● Exercise details
Copy out the lines that follow word for word, with nothing changed.

>> Begin Supplied information

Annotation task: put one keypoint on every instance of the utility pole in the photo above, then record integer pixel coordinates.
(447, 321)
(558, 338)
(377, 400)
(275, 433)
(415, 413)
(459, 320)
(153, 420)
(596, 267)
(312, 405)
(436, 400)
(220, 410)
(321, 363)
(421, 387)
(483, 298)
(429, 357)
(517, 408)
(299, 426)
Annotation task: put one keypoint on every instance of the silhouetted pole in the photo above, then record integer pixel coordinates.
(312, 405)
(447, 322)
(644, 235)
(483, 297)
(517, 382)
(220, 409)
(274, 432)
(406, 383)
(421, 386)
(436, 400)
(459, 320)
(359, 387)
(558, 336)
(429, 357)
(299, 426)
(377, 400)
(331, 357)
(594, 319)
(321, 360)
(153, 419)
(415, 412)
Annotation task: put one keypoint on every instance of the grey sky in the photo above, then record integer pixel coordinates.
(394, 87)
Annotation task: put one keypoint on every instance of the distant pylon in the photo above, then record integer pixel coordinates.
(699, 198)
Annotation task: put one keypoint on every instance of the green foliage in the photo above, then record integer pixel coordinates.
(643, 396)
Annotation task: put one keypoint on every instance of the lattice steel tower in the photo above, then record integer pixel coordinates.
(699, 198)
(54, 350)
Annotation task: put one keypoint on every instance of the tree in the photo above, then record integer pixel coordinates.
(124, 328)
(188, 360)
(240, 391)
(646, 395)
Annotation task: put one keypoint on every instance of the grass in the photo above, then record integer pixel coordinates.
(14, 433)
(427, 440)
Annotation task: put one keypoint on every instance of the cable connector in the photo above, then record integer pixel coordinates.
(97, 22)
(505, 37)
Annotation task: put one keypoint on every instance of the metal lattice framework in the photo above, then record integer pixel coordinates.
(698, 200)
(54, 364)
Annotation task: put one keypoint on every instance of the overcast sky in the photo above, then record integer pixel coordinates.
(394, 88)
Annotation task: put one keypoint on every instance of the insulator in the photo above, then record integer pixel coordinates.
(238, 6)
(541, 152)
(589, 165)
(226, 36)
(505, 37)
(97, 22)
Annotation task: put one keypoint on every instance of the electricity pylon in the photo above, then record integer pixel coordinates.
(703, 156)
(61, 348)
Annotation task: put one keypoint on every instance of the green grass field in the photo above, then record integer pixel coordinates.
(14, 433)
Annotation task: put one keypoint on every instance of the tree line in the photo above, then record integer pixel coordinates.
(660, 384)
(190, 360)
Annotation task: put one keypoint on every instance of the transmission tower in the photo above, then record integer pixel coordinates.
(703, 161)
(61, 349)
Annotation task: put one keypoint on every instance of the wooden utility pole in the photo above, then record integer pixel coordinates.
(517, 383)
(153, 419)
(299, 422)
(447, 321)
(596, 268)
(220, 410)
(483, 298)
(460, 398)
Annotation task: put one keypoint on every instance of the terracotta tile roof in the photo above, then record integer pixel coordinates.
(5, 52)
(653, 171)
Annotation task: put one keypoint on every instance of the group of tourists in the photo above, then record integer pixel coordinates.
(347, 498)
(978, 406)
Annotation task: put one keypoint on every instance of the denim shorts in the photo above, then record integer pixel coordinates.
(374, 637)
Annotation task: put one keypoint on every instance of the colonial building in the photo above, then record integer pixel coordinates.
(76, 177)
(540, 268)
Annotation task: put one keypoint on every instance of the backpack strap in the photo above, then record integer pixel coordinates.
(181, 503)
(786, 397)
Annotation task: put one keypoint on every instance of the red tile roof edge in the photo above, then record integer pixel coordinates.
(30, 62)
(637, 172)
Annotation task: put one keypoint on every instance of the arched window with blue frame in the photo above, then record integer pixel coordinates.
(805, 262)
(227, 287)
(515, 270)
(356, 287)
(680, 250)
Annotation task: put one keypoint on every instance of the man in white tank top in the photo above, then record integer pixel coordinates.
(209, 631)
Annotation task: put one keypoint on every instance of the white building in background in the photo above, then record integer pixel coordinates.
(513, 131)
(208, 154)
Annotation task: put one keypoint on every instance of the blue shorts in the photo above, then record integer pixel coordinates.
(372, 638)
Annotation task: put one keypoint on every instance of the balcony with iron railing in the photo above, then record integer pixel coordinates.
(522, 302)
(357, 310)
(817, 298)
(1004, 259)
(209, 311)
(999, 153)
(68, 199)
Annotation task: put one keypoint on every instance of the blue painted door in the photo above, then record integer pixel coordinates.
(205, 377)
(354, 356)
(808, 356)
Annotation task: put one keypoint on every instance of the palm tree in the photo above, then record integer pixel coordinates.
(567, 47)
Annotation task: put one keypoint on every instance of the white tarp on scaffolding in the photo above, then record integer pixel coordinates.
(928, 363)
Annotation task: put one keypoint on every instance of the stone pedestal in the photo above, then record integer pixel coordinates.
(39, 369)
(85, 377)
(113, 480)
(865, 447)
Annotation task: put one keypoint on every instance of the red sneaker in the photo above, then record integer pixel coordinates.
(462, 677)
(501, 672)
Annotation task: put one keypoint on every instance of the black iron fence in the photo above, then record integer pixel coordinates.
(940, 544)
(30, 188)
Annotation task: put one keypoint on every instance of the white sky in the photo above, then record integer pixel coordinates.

>> End Supplied information

● Answer to this task
Annotation task: put one keypoint on every instance of the utility pole in the photo above, then record integer pixel coordinates.
(447, 321)
(558, 338)
(377, 400)
(275, 433)
(415, 413)
(459, 320)
(153, 420)
(596, 267)
(312, 405)
(436, 400)
(220, 410)
(321, 363)
(421, 387)
(483, 298)
(429, 357)
(517, 408)
(299, 426)
Annotation task: put one keypoint on every instance of the silhouetted pole in the photo above, then record integer pixel coordinates.
(312, 405)
(447, 322)
(644, 235)
(483, 297)
(517, 382)
(220, 409)
(274, 432)
(406, 383)
(421, 386)
(436, 400)
(459, 320)
(359, 387)
(558, 336)
(429, 357)
(299, 426)
(377, 400)
(331, 357)
(594, 319)
(321, 360)
(153, 419)
(415, 412)
Annotation task: put one keypoint on every instance of the grey sky in the photo above, then record integer pixel coordinates.
(394, 87)
Annotation task: put one keypoint on every instance of the distant pylon in the photo above, then record integer pixel coordinates.
(699, 198)
Annotation task: put one keypoint on every instance of the green foliage in the photo above, then record integer pixel coordinates.
(643, 396)
Annotation task: put one keypoint on every instance of the lattice steel tower in the photo above, then record integer pixel coordinates.
(699, 198)
(54, 350)
Annotation task: put one keypoint on every instance of the tree in the photo above, then record integer pixel coordinates.
(124, 328)
(188, 360)
(240, 391)
(646, 395)
Annotation task: put one keypoint on every instance of the grass in the photo above, then record integer pixel coordinates.
(14, 433)
(427, 440)
Annotation task: put one keypoint on every instance of the cable connector in the photo above, then record integer pixel coordinates.
(97, 22)
(505, 37)
Annotation task: put one keypoint on every instance of the metal lattice framework in the photo above, then record integer pixel coordinates.
(698, 200)
(54, 364)
Annotation task: put one keypoint on every instance of the overcast sky in the photo above, then record integer pixel coordinates.
(394, 88)
Annotation task: put one keypoint on every instance of the insulator in the photo above, then record integer pixel coordinates.
(238, 6)
(541, 152)
(589, 165)
(226, 36)
(505, 37)
(97, 22)
Annotation task: put one keypoint on every instance of the electricity pylon in the photo above, then record integer pixel coordinates.
(703, 156)
(61, 348)
Annotation task: put one keypoint on every instance of the green grass field in the photo above, then record integer pixel coordinates.
(14, 433)
Annotation task: put one keypoint on every instance of the tree line in the photo above, then record integer pixel coordinates.
(660, 384)
(190, 360)
Annotation task: put one keypoint on every instance of the transmission tower in the photo above, then record integer pixel coordinates.
(703, 161)
(61, 349)
Annotation task: put one keypoint on every instance of the wooden utility pole in the photo above, then record integer pixel coordinates.
(517, 383)
(153, 419)
(299, 422)
(447, 321)
(596, 268)
(220, 410)
(483, 298)
(460, 398)
Annotation task: put one keypoint on every instance of the terracotta tile roof in the photo above, then record integer pixel coordinates.
(5, 52)
(653, 171)
Annotation task: put one keypoint on every instance of the group of tourists in the photo above, then record integer pixel coordinates.
(347, 498)
(978, 406)
Annotation task: put one keypoint on every instance of the denim shorts in the photo above, then record integer pixel coordinates.
(374, 637)
Annotation task: put one keypoint on every instance of the colonial building in the photo above, then record integer pixel coordinates.
(76, 177)
(540, 268)
Annotation task: put one keypoint on every instance of the backpack strap in the photo above, then record integer pixel coordinates.
(181, 503)
(786, 397)
Annotation task: put one keypoint on every instance of the red tile roof edge in the photo above, then record integer pixel coordinates.
(30, 62)
(637, 172)
Annotation task: put one keypoint on every instance of the arched window with blue frame in the photo above, then record integer pixel coordinates.
(805, 262)
(227, 287)
(515, 270)
(356, 287)
(680, 250)
Annotation task: put one keypoint on every instance of the man in white tank top in the photo above, then record integer pixel coordinates.
(209, 631)
Annotation task: put one keypoint on every instance of the white building in background in the photo above, then record integer pixel coordinates.
(513, 131)
(208, 154)
Annotation task: put one keypoint on every instance of the blue shorts in the photo above, then record integer pixel coordinates.
(372, 638)
Annotation task: put one keypoint on every instance of the balcony with iron railing in the photo above, then record integer pixel coordinates.
(522, 302)
(357, 310)
(817, 298)
(1004, 259)
(209, 311)
(999, 153)
(68, 199)
Annotation task: put one keypoint on every instance of the blue painted door in the photo above, then record integer pixel coordinates.
(205, 377)
(354, 356)
(808, 356)
Annotation task: put one keypoint on every instance of the palm tree in the photo above, then record integer pixel coordinates.
(567, 47)
Annotation task: put one keypoint on every instance of the white tarp on scaffolding in the photo above, then record integer pixel coordinates.
(928, 363)
Annotation task: put one keypoint on every instance of the stone pedestal in the photo above, then record integer pixel coordinates.
(39, 369)
(85, 377)
(113, 480)
(865, 447)
Annotation task: put one keypoint on every instance of the red sneaker in the photo above, then record integer pixel coordinates.
(462, 677)
(501, 672)
Annotation task: put one keypoint on every instance of the black iron fence in the photo above, then record integer pixel coordinates.
(940, 544)
(30, 188)
Annotation task: put one keypoint on every instance of the white sky in the photo above, then record integer pixel coordinates.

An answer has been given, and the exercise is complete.